§ Given records:
..............................

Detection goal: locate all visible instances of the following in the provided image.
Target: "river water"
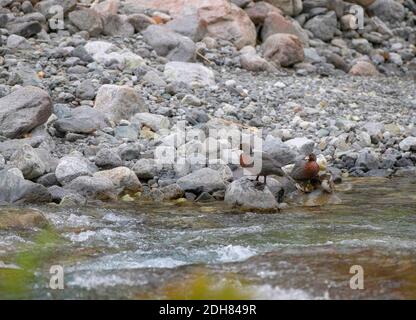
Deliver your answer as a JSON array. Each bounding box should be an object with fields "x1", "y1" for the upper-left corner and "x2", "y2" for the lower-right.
[{"x1": 1, "y1": 177, "x2": 415, "y2": 299}]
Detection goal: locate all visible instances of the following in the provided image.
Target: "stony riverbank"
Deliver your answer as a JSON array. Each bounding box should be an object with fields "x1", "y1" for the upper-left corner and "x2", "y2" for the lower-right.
[{"x1": 0, "y1": 0, "x2": 415, "y2": 209}]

..............................

§ What you are asked to do: Tally every line in these entries where the string "Target" occurs. The tally alone is the answer.

§ Your solution: 2